WHAT TO PRODUCE
Extract every entry word for word. Skip the pictures.

DATASET EXTRACT
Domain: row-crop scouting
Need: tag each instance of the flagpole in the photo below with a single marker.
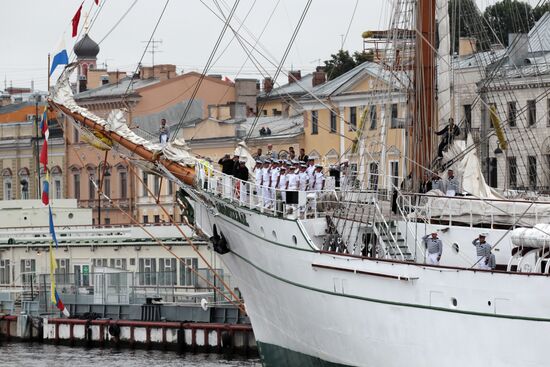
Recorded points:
(48, 71)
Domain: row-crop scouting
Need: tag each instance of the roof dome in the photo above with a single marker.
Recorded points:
(86, 48)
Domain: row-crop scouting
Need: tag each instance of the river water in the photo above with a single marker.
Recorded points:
(43, 355)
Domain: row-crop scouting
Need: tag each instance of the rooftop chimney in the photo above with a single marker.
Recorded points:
(518, 47)
(268, 85)
(294, 75)
(467, 46)
(319, 77)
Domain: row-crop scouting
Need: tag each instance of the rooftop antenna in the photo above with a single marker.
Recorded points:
(153, 48)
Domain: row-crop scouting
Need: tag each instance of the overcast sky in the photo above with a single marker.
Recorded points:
(30, 29)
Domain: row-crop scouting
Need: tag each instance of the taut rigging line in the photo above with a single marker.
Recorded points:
(280, 66)
(205, 70)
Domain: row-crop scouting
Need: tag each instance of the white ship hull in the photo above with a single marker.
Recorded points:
(319, 309)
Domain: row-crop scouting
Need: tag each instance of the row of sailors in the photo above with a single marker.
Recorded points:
(289, 175)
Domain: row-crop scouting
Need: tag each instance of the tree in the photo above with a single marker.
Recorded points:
(342, 62)
(465, 20)
(508, 16)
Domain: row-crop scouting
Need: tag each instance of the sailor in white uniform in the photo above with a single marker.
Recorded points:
(319, 178)
(273, 183)
(310, 170)
(292, 189)
(483, 251)
(303, 178)
(266, 177)
(435, 248)
(257, 180)
(283, 182)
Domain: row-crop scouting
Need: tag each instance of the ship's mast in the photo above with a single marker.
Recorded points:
(423, 117)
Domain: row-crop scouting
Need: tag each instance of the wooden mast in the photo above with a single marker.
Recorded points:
(423, 119)
(183, 173)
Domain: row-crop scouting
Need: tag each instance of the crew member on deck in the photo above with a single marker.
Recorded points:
(483, 251)
(453, 186)
(435, 248)
(319, 178)
(266, 177)
(164, 134)
(310, 170)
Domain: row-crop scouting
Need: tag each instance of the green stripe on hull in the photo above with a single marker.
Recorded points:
(275, 356)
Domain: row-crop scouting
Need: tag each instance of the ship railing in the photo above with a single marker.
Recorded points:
(465, 210)
(270, 200)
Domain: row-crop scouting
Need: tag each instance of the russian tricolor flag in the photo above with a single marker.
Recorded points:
(60, 57)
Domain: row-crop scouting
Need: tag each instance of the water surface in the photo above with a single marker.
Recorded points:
(43, 355)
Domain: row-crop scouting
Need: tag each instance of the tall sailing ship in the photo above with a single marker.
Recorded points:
(341, 278)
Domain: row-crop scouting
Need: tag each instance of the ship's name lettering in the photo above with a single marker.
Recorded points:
(233, 214)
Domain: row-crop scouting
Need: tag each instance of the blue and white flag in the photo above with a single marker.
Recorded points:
(60, 57)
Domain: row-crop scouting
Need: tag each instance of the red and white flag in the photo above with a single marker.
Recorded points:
(76, 20)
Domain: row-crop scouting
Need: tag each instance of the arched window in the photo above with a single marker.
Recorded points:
(91, 181)
(105, 174)
(314, 154)
(7, 184)
(75, 173)
(122, 181)
(24, 183)
(57, 182)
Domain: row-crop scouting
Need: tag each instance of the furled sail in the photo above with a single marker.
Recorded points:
(443, 63)
(174, 156)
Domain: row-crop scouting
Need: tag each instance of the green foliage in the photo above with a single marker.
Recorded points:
(495, 23)
(342, 62)
(508, 16)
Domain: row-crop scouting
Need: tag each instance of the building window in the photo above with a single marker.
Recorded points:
(512, 114)
(156, 185)
(24, 182)
(314, 122)
(107, 185)
(167, 271)
(123, 181)
(91, 187)
(147, 271)
(468, 116)
(332, 121)
(75, 135)
(4, 271)
(373, 176)
(76, 185)
(62, 273)
(8, 191)
(493, 113)
(532, 112)
(352, 118)
(394, 169)
(188, 278)
(372, 116)
(395, 123)
(28, 270)
(532, 171)
(145, 179)
(118, 263)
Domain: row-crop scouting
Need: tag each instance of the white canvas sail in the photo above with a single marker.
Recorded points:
(443, 63)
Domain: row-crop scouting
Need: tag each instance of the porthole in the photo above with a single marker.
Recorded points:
(454, 302)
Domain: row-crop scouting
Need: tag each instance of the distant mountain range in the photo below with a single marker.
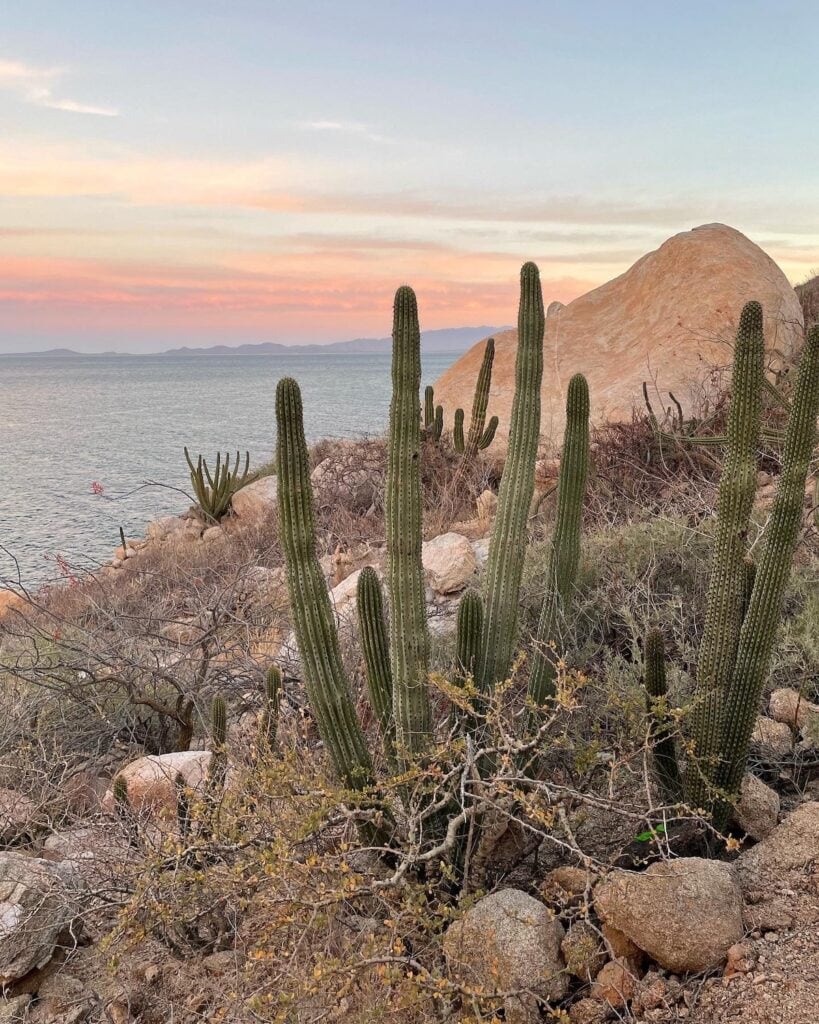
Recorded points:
(451, 340)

FULL RESPONSE
Domain: row-crop scouting
Need: tag each instance of the flagpole in the photo below with a single marker.
Recorded points:
(48, 71)
Domain: row-crop scouting
Need: tag each instance of the roof dome in the photo above with a single marker.
Recorded points:
(86, 48)
Domain: row-crop scouting
Need: tag each instance of the river water in the photo above with a single marker.
Recorded points:
(43, 355)
Domain: row-crop scouting
Need: tag each instance of the rooftop chimney in the photo above with a single marker.
Recorded points:
(518, 47)
(268, 85)
(294, 75)
(467, 46)
(319, 77)
Domain: row-crop scouting
Need: tag each instance of the rooftop antenna in the photo above with a single marker.
Recorded points:
(153, 48)
Domain: row-crop scouting
Need: tag each instance of the overcast sky in the photo above with a single marker.
Recorded points:
(30, 29)
Domain: row-crop scouting
Need: tag each instance of the taut rigging line in the photo above with a single marker.
Recorded points:
(280, 66)
(205, 70)
Domain: row-crop scouting
Need: tag each instance of the white ship hull in the photo above with a single marker.
Recorded points:
(319, 309)
Domain: row-crop scouting
Need: tag each instance of the row of sailors in the photo above with a single marker.
Recorded points:
(289, 175)
Domain: row-crop scouting
Need: tag each instance of the tree in the photo above with a single marker.
Recorded points:
(342, 62)
(465, 20)
(508, 16)
Domain: row-crop scouting
Need: tag each instance of the sailor in white uniform in the photo above with a single marker.
Recorded points:
(319, 178)
(273, 183)
(310, 170)
(292, 189)
(483, 251)
(303, 178)
(266, 177)
(435, 248)
(257, 180)
(283, 182)
Domain: row-crop scouting
Need: tag each instance of the ship's mast in the photo above with a single marker.
Recorded points:
(423, 117)
Domain: row-crop scouting
Need: tag each instance of the wooden mast in the photo above with a single marker.
Recorded points:
(423, 119)
(183, 173)
Domain: row-crop scouting
Need: tag each instance of the crew member on deck in the photo above with a single marker.
Recorded points:
(483, 251)
(453, 186)
(435, 248)
(319, 178)
(266, 177)
(164, 134)
(310, 170)
Domain: row-crop scouting
Need: tag each instance of the green stripe on hull in the photo above with a single marker.
Recorded points:
(275, 356)
Domain: row-crop scouting
Need: tag each instance of the ship railing in the photo above with a single marker.
Recorded points:
(465, 210)
(270, 200)
Domain: row-crop scouting
Need: tag each instance of the russian tricolor flag in the photo above with a single marker.
Recorded points:
(60, 57)
Domain: row-crop scouting
Need: tag each instance of the water surface in the photo above with a single marker.
Recorded points:
(43, 355)
Domain: row-crop scouting
Need: tag each instance of the tall sailing ship in the photo above with a single marker.
Recorded points:
(341, 278)
Domain: row-crop scouting
Need: tag each instance of the ship's name lettering in the photo above with a single marker.
Recorded points:
(233, 214)
Domain: row-crop scouting
Need: tag each instance of the blue and white flag in the photo above with a single marker.
Recorded points:
(60, 57)
Domain: row-crop scouting
Need: tag each instance of the red and white flag in the photo above with a single marker.
Recorded points:
(76, 20)
Domain: row-crop scouting
Need: tag each instance of the arched window in the photo above with a single marker.
Recorded points:
(91, 181)
(105, 174)
(314, 154)
(7, 184)
(75, 173)
(122, 181)
(24, 183)
(57, 182)
Domain: row-crop scouting
Need: tag each instance of the furled sail in the photo above with a single marker.
Recorded points:
(443, 63)
(174, 156)
Domain: row-crop scouting
Need: tag each instance of the green foliage in the photo above with a single marker.
Recorded points:
(495, 23)
(342, 62)
(508, 16)
Domain: row-crop scouting
Need: tag each instance of the building window in the photo above with a single marker.
Recorded points:
(512, 114)
(156, 185)
(24, 182)
(314, 122)
(107, 185)
(167, 271)
(123, 181)
(91, 187)
(147, 271)
(468, 116)
(332, 121)
(75, 135)
(4, 271)
(373, 176)
(76, 185)
(62, 273)
(8, 191)
(493, 113)
(532, 112)
(352, 118)
(394, 169)
(188, 278)
(372, 116)
(395, 123)
(28, 270)
(532, 171)
(145, 179)
(118, 263)
Domain: row-crop scouting
Need: tag each instance of the white canvas sail in the photo above with a single marker.
Recorded points:
(443, 63)
Domain: row-crop scouting
Need: tag each instance of the porthole in the photo above with a single marker.
Recorded points:
(454, 302)
Domain: row-crop scouting
Need: tag each instance of the distant mountain range in the photo below with a single marker.
Recorded points:
(451, 340)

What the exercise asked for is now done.